(Description of the task) Answer with the exact lines of the following material from the one containing "Put a pin on every instance of the white sky" through the one containing "Target = white siding gable", both end lines included.

(Input data)
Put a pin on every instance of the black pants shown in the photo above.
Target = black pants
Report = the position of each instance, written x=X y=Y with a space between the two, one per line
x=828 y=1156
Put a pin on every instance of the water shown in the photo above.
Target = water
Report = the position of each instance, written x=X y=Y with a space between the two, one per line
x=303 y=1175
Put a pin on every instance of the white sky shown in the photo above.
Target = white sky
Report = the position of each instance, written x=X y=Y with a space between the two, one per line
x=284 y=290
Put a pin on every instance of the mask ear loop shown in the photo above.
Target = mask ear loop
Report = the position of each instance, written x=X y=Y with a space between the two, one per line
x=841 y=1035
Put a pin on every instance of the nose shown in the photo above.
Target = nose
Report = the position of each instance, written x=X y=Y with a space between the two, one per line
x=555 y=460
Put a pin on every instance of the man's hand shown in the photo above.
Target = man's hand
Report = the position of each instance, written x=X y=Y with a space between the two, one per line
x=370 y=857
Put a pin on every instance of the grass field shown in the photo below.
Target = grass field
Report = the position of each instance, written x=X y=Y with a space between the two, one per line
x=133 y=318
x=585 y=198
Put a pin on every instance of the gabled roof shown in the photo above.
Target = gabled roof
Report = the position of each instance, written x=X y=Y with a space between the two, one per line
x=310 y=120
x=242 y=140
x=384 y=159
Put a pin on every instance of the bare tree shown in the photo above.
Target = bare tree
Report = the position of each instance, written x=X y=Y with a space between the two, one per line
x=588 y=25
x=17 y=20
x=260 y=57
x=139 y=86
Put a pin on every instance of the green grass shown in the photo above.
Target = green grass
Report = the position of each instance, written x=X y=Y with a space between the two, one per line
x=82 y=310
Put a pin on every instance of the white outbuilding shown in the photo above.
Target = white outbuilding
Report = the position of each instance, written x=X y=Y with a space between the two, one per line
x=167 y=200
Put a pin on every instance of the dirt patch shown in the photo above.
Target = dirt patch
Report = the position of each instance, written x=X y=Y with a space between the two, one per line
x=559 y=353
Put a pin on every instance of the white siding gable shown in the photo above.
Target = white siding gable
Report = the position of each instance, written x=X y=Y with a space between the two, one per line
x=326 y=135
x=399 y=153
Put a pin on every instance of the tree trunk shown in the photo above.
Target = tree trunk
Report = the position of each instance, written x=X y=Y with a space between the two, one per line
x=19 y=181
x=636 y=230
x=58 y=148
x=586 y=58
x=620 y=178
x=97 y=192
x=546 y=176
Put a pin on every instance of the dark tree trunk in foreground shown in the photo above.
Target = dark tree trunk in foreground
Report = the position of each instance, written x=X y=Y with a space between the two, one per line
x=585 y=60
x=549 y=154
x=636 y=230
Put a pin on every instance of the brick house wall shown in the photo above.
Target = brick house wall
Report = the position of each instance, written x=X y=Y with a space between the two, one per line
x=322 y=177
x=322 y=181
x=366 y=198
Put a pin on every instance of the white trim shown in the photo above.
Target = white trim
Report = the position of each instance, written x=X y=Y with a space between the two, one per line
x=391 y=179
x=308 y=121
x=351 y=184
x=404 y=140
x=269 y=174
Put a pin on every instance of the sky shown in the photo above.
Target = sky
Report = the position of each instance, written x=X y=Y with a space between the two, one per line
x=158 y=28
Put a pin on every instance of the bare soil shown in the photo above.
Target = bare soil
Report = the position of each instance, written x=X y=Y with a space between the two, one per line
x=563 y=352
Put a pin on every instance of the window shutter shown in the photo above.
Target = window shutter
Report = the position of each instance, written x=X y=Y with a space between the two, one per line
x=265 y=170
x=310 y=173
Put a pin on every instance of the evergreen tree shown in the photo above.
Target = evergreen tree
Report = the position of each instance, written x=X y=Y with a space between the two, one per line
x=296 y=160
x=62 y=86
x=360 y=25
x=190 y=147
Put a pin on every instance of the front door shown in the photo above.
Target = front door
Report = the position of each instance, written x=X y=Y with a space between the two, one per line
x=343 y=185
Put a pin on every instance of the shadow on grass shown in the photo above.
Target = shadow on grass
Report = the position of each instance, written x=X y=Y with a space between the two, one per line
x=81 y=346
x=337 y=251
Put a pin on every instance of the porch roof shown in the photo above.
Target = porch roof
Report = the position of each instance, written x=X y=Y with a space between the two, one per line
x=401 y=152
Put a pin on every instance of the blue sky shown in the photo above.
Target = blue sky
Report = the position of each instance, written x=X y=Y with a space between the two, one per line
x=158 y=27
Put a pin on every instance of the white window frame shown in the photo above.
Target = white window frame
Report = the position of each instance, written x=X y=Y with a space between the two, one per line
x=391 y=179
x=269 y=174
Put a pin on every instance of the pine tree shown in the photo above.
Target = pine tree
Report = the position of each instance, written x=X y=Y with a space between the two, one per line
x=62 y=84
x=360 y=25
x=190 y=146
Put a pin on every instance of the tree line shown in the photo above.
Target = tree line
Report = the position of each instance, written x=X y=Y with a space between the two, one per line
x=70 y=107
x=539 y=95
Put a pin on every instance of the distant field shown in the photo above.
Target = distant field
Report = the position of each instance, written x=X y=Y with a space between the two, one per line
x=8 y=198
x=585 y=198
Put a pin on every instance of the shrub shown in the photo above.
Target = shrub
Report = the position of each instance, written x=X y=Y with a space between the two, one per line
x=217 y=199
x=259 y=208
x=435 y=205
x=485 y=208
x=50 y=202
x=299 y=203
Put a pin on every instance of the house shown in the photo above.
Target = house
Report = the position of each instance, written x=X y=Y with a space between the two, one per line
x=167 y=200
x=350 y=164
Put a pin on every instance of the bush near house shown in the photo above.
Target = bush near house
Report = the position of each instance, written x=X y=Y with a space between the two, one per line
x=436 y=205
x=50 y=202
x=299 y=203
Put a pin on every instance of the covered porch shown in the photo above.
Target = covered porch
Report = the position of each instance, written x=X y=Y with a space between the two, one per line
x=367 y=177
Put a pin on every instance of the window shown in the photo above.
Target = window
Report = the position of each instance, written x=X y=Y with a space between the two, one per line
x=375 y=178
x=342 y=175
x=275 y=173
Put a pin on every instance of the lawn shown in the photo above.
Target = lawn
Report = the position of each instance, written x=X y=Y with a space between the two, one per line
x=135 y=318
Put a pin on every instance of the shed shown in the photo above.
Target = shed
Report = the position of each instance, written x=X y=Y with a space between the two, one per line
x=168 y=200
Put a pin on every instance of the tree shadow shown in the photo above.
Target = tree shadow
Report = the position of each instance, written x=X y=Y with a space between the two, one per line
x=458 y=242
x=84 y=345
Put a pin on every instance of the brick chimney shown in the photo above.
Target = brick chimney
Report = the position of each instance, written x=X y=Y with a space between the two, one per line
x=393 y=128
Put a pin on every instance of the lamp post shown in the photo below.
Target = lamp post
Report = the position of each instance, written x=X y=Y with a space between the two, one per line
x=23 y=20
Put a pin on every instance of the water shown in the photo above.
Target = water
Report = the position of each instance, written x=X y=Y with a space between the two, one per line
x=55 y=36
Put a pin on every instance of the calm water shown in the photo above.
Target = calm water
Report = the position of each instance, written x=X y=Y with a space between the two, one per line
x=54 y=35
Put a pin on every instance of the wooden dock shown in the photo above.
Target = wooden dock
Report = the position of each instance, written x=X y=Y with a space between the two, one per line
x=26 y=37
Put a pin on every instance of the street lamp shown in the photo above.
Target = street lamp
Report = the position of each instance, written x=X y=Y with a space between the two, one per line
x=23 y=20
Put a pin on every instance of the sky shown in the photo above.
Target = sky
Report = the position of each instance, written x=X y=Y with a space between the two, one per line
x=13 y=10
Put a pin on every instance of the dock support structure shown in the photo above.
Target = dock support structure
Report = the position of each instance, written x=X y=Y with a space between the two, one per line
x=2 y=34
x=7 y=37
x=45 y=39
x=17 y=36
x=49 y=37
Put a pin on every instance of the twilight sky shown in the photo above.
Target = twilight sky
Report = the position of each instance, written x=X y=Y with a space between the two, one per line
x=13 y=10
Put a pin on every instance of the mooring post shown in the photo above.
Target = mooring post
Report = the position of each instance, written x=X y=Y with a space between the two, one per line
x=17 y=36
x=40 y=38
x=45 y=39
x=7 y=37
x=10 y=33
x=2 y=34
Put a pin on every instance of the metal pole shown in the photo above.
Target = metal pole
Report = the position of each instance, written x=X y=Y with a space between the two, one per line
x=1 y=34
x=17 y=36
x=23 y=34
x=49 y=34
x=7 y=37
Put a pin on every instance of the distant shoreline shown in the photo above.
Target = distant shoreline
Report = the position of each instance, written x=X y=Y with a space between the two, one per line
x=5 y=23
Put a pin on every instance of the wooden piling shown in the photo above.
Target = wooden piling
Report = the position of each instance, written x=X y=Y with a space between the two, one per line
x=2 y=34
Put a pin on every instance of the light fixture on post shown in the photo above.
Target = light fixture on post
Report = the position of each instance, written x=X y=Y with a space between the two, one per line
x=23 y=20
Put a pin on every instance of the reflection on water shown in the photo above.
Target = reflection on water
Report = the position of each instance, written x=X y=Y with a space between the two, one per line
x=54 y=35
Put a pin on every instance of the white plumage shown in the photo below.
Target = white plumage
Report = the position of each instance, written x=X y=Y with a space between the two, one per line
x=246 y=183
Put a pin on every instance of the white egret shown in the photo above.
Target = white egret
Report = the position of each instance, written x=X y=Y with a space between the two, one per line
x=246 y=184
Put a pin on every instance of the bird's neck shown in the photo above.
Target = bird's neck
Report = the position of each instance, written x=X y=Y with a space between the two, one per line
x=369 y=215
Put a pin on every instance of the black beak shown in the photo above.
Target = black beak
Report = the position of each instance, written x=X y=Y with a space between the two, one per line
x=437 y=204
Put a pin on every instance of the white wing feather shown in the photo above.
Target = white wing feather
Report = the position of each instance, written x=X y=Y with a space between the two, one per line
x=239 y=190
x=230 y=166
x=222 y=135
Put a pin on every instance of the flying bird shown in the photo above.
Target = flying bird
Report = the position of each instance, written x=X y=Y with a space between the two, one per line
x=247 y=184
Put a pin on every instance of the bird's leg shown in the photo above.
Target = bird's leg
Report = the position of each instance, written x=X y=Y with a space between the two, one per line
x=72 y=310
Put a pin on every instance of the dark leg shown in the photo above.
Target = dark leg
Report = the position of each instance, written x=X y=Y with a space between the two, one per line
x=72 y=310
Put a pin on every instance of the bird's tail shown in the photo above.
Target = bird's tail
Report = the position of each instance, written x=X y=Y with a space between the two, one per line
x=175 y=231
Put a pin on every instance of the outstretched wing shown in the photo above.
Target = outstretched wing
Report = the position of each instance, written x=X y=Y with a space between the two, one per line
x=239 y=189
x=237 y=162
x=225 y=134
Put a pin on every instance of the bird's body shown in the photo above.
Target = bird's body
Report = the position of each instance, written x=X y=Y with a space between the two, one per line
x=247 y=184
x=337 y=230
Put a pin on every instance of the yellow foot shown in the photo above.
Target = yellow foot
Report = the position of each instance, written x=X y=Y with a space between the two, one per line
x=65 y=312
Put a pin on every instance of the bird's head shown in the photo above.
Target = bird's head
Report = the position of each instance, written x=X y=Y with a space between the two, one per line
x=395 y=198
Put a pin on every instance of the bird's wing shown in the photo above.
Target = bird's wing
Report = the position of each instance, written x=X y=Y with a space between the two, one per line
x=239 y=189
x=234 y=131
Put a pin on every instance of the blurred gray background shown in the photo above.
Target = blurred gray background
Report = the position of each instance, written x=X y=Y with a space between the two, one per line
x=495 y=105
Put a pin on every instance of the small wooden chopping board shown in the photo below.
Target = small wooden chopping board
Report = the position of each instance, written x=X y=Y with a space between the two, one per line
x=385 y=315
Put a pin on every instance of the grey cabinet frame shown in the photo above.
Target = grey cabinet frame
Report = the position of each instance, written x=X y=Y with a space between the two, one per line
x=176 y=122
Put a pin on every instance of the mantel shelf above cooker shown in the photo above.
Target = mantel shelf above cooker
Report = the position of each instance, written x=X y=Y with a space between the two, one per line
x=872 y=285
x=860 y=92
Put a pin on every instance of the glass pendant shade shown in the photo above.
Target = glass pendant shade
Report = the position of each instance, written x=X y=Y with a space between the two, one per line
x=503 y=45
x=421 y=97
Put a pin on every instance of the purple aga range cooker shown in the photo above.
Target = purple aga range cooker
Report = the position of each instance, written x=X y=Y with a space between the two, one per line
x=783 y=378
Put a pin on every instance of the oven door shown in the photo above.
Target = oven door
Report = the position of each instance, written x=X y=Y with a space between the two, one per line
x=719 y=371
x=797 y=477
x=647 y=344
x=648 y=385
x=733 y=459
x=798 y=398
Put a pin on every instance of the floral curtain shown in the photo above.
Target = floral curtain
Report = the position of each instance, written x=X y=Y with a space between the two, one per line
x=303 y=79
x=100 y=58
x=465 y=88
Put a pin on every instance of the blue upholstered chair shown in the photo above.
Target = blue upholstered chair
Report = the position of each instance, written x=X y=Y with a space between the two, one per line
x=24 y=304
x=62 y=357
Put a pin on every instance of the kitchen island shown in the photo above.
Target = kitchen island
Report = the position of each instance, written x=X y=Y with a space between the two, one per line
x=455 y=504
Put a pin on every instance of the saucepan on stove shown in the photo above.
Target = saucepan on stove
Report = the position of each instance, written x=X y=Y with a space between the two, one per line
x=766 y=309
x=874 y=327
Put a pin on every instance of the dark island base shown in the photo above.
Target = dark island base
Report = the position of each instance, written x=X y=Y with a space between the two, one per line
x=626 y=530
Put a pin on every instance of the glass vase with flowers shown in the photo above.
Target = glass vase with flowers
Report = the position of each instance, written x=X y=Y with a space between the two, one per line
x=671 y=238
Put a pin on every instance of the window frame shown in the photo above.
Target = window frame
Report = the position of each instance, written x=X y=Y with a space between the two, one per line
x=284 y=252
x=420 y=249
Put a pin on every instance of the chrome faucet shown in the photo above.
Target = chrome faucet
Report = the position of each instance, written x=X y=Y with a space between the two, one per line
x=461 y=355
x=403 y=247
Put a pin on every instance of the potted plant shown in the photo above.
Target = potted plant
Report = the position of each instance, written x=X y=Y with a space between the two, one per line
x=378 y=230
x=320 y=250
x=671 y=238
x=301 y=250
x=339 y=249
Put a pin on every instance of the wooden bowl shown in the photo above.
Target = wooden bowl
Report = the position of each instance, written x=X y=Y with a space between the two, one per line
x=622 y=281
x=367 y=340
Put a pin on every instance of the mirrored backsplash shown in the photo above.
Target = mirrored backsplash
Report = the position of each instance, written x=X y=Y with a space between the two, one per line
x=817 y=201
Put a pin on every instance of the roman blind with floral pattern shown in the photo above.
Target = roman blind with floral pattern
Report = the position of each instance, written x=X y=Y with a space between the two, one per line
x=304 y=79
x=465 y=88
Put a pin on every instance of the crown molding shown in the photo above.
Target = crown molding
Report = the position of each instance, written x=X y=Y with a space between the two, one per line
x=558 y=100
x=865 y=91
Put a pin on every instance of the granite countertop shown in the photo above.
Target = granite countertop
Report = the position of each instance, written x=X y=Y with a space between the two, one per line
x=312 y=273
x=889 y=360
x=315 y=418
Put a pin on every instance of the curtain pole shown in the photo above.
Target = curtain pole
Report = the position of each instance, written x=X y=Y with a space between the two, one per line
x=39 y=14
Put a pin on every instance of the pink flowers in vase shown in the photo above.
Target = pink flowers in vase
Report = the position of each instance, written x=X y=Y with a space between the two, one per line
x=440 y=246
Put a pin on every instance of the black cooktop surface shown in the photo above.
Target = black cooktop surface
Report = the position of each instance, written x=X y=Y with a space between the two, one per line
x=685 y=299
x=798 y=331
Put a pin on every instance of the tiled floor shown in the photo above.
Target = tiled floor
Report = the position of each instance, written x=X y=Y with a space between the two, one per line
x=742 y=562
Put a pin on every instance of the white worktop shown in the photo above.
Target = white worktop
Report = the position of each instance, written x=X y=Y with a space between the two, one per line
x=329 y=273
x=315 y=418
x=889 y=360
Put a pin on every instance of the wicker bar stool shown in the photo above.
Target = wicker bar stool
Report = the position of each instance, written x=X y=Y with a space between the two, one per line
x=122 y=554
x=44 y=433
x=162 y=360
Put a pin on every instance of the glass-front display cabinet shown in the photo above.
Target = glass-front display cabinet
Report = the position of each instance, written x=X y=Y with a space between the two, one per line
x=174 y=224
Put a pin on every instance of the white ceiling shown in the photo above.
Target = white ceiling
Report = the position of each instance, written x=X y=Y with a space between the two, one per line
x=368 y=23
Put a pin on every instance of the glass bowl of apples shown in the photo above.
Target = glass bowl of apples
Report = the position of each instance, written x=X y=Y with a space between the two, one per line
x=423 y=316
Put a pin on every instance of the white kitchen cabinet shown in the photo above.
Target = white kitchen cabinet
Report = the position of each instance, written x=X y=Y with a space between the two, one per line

(Result)
Put a pin on every instance of the white sky shown in the photo above.
Target = white sky
Report = the position of each instance, written x=X y=Y with a space between the two, one per line
x=284 y=290
Put a pin on every instance of the mask ear loop shown in the photo above.
Target = mask ear loop
Report = the position of each instance, written x=X y=Y with a space between the two, one per line
x=841 y=1035
Put a pin on every instance of the nose shown in the photo above.
Target = nose
Report = the position of each instance, written x=X y=Y with a space between the two, one per line
x=555 y=460
Put a pin on every instance of the man's hand shown in the photo above.
Target = man's hand
Report = the position of each instance, written x=X y=Y with a space between the two, one per line
x=370 y=857
Put a pin on every instance of the grass field shown in the photo below.
Target = grass field
Report = the position of each instance, written x=X y=Y with a space between the two, one per line
x=133 y=318
x=585 y=198
Put a pin on every instance of the gabled roof shown in the photo above.
Target = gabled roof
Report = the position of each instance, written x=X y=Y with a space between the two, one per line
x=310 y=120
x=242 y=140
x=384 y=159
Put a pin on every instance of the bare tree shown in the photo above.
Target = bare tree
Report = the position of each instance, written x=X y=Y with a space between the two, one per line
x=588 y=25
x=17 y=20
x=260 y=57
x=139 y=86
Put a pin on every instance of the green grass shown in the photo above.
Target = green grass
Report = the position of each instance, written x=X y=Y with a space between the two, one per line
x=82 y=310
Put a pin on every instance of the white outbuilding shown in the photo above.
Target = white outbuilding
Report = the position of each instance, written x=X y=Y with a space between the two, one per line
x=167 y=200
Put a pin on every instance of the dirt patch shown in the photo above.
Target = dirt patch
Report = the position of each instance, written x=X y=Y with a space between the two, one per line
x=559 y=353
Put a pin on every instance of the white siding gable shown in the photo above.
Target = white siding gable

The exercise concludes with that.